**Exercise details:**
Print the span of the swap data integrity passage below between "Realize also that" and "fresh sectors in.", inclusive, word for word.

**Document extract:**
We trust the integrity of the data retrieved from swap because the storage hardware has checksums, CRCs, and such.

In one of the comments above, you say:

true, but it won't protect against bit flips outside of the disk itself

"It" meaning the disk's checksums here.

That is true, but SATA uses 32-bit CRCs for commands and data. Thus, you have a 1 in 4 billion chance of corrupting data undetectably between the disk and the SATA controller. That means that a continuous error source could introduce an error as often as every 125 MiB transferred, but a rare, random error source like cosmic rays would cause undetectable errors at a vanishingly small rate.

Realize also that if you've got a source that causes an undetected error at a rate anywhere near one per 125 MiB transferred, performance will be terrible because of the high number of detected errors requiring re-transfer. Monitoring and logging will probably alert you to the problem in time to avoid undetected corruption.

As for the storage medium's checksums, every SATA (and before it, PATA) disk uses per-sector checksums of some kind. One of the characteristic features of "enterprise" hard disks is larger sectors protected by additional data integrity features, greatly reducing the chance of an undetected error.

Without such measures, there would be no point to the spare sector pool in every hard drive: the drive itself could not detect a bad sector, so it could never swap fresh sectors in.

In another comment, you ask:

if SATA is so trustworthy, why are there checksummed file systems like ZFS, btrfs, ReFS?

Generally speaking, we aren't asking swap to store data long-term. The limit on swap storage is the system's uptime, and most data in swap doesn't last nearly that long, since most data that goes through your system's virtual memory system belongs to much shorter-lived processes.

On top of that, uptimes have generally gotten shorter over the years, what with the increased frequency of kernel and libc updates, virtualization, cloud architectures, etc.

Furthermore, most data in swap is inherently disused in a well-managed system, being one that doesn't run itself out of main RAM. In such a system, the only things that end up in swap are pages that the program doesn't use often, if ever. This is more common than you might guess. Most dynamic libraries that your programs link to have routines in them that your program doesn't use, but they had to be loaded into RAM by the dynamic linker. When the OS sees that you aren't using all of the program text in the library, it swaps it out, making room for code and data that your programs are using. If such swapped-out memory pages are corrupted, who would ever know?

**Data lines:**
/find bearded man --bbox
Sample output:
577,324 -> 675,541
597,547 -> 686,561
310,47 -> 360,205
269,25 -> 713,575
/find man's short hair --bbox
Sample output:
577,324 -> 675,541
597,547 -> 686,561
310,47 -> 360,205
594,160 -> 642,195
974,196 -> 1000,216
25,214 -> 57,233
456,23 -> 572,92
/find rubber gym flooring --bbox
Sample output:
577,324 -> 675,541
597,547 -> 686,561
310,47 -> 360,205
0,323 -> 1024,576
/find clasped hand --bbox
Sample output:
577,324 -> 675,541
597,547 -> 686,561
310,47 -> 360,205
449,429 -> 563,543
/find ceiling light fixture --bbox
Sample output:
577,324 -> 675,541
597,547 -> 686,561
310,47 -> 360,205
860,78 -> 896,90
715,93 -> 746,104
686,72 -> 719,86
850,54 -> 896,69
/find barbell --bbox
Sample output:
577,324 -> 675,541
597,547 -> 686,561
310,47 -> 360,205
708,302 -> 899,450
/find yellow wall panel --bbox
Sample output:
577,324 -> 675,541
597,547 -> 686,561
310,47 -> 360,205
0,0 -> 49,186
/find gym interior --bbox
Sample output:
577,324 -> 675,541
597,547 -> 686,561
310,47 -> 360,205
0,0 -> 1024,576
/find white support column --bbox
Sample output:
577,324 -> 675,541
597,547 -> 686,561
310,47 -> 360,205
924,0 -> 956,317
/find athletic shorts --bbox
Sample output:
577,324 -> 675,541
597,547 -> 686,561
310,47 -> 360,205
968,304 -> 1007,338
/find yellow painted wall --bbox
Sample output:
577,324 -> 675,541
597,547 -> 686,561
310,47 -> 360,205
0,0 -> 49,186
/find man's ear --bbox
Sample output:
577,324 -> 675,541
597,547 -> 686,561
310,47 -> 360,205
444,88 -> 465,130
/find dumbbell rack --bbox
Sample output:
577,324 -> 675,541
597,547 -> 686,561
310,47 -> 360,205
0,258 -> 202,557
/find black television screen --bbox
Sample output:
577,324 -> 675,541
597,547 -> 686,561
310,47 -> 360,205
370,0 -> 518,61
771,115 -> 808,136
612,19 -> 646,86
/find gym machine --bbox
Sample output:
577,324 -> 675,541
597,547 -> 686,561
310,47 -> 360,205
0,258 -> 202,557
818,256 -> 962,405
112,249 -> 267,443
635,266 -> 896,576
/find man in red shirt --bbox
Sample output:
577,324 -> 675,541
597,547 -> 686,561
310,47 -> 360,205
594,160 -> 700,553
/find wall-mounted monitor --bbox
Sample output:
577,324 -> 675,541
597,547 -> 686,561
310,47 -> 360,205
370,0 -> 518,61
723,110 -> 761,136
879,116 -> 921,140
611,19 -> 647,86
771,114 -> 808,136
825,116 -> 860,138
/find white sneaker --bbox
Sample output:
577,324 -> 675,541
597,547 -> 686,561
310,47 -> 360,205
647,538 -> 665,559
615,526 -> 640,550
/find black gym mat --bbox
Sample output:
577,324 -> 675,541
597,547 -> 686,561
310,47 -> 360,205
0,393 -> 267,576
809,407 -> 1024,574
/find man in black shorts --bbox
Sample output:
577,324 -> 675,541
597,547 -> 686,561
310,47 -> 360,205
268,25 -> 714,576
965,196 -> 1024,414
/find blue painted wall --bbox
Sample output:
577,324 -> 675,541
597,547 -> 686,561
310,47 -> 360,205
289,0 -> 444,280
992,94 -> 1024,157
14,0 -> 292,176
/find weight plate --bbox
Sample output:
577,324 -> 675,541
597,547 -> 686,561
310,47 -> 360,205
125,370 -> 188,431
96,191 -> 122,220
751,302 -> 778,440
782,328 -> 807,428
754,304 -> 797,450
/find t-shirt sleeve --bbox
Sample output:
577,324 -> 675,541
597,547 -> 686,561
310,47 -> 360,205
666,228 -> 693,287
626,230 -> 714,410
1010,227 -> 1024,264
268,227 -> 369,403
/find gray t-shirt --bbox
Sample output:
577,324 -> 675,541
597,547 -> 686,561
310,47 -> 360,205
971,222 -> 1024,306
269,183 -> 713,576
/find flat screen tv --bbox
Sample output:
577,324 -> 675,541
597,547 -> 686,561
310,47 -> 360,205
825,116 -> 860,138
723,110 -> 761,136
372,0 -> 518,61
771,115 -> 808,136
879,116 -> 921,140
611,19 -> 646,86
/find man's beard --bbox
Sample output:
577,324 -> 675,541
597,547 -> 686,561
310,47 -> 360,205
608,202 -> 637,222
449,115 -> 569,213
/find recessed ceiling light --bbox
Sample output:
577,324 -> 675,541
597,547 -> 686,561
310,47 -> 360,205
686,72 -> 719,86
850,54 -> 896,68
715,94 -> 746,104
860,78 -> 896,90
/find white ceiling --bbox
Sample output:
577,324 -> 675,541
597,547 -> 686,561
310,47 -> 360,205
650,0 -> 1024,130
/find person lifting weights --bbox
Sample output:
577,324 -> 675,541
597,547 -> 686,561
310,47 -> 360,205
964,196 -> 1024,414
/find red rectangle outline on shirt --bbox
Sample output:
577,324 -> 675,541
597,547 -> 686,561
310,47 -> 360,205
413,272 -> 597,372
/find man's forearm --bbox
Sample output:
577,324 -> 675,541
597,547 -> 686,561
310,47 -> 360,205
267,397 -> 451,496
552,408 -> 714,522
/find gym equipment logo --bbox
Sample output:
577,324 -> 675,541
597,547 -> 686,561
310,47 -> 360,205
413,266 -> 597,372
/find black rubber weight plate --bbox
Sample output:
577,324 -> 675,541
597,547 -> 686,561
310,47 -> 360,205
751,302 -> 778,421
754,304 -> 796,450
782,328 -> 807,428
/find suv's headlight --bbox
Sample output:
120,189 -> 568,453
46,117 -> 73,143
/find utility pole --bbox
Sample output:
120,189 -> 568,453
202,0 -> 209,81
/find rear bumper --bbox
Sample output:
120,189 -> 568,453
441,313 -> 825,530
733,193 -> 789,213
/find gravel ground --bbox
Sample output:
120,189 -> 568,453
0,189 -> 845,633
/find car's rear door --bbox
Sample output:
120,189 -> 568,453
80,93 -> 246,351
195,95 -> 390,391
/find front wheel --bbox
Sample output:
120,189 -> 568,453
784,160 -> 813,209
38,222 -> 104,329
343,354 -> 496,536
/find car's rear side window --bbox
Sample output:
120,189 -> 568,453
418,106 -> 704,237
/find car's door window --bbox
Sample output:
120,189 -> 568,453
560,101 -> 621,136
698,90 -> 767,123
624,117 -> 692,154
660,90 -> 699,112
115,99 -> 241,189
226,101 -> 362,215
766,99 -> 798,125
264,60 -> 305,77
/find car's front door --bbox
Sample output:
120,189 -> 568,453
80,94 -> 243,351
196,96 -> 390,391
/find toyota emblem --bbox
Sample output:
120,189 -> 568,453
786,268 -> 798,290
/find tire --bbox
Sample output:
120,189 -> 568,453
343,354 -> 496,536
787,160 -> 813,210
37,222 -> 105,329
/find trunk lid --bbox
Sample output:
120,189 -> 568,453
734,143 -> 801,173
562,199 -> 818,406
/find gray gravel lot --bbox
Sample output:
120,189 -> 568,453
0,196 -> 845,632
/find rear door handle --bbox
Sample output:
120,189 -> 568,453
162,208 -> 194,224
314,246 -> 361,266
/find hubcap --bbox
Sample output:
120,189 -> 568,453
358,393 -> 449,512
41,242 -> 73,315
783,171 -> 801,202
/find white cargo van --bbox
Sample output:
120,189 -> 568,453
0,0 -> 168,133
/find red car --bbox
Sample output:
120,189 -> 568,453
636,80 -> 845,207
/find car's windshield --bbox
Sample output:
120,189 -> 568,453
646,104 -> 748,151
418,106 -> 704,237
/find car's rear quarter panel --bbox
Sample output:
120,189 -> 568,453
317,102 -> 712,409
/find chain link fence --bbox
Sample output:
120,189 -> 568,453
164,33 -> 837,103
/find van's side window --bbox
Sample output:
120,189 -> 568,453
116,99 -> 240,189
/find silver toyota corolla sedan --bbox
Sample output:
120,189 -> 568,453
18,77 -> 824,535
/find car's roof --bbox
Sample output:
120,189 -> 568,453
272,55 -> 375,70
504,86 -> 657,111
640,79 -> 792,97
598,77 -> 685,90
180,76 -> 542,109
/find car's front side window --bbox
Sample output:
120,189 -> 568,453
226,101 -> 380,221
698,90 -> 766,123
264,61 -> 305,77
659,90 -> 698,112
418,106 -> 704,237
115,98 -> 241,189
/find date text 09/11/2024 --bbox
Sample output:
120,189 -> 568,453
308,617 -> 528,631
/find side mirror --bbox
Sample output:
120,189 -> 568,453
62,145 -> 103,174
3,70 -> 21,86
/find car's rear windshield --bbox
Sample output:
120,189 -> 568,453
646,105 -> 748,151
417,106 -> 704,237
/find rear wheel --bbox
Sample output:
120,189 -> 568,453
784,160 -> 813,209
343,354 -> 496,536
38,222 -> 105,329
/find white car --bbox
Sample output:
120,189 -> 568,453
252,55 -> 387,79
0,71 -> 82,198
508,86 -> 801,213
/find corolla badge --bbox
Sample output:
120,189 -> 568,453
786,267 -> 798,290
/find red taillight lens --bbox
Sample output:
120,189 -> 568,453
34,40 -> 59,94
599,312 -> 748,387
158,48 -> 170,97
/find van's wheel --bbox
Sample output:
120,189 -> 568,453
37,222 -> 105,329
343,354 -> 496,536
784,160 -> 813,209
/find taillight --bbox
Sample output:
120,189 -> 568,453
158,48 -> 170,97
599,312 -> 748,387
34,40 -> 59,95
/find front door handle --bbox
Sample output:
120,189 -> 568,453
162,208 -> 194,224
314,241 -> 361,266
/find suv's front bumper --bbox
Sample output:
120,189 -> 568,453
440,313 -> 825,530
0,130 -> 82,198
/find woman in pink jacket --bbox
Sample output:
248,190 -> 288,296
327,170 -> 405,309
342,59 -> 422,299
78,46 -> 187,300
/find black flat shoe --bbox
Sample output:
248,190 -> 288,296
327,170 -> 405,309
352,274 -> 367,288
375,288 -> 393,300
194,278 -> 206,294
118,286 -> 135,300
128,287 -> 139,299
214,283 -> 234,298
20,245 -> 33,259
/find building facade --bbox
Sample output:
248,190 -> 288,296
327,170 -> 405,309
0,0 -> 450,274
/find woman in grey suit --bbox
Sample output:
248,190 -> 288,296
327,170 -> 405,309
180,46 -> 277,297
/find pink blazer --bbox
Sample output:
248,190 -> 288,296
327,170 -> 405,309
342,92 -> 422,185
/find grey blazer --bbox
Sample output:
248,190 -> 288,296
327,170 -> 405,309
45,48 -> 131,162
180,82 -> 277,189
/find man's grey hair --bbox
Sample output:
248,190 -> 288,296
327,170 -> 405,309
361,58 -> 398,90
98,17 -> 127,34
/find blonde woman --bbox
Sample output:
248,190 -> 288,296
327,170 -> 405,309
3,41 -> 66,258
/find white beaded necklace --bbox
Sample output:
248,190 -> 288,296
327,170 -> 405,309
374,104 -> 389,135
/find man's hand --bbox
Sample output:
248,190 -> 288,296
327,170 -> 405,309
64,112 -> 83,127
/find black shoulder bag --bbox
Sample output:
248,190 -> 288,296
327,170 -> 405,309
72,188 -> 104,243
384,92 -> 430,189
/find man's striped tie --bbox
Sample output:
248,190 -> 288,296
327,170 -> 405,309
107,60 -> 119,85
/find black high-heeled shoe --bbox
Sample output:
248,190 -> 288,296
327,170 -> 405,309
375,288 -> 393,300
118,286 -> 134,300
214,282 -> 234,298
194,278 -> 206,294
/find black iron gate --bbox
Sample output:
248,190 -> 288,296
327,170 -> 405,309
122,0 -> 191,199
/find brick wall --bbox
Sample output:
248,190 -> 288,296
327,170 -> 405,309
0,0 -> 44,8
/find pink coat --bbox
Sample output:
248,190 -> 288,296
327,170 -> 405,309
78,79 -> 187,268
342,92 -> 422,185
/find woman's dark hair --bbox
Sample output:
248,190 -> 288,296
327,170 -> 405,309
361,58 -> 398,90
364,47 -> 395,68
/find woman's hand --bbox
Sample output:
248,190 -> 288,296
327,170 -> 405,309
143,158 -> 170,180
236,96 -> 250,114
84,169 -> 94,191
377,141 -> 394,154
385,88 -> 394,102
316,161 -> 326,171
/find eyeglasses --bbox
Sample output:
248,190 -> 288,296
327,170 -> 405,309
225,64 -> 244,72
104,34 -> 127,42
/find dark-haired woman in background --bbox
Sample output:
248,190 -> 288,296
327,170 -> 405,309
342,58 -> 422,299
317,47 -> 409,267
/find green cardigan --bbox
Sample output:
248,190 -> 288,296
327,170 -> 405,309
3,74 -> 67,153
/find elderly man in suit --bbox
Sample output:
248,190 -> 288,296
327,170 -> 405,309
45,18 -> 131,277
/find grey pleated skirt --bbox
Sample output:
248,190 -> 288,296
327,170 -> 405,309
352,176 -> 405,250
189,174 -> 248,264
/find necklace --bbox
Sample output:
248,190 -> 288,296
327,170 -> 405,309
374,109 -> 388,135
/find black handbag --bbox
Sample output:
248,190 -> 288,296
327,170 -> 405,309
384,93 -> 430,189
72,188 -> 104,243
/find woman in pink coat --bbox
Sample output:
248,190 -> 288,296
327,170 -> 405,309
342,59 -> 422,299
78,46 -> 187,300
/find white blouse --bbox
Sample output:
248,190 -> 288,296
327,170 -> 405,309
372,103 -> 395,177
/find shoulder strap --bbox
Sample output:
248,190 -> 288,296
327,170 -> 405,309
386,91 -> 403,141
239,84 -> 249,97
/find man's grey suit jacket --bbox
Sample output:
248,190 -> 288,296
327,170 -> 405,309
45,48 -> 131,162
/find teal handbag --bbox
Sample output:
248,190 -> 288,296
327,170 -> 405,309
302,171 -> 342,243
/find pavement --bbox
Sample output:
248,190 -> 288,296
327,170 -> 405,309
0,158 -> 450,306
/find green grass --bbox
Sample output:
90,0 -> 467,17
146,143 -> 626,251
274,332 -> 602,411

**Exercise output:**
Realize also that if you've got a source that causes an undetected error at a rate anywhere near one per 125 MiB transferred, performance will be terrible because of the high number of detected errors requiring re-transfer. Monitoring and logging will probably alert you to the problem in time to avoid undetected corruption.

As for the storage medium's checksums, every SATA (and before it, PATA) disk uses per-sector checksums of some kind. One of the characteristic features of "enterprise" hard disks is larger sectors protected by additional data integrity features, greatly reducing the chance of an undetected error.

Without such measures, there would be no point to the spare sector pool in every hard drive: the drive itself could not detect a bad sector, so it could never swap fresh sectors in.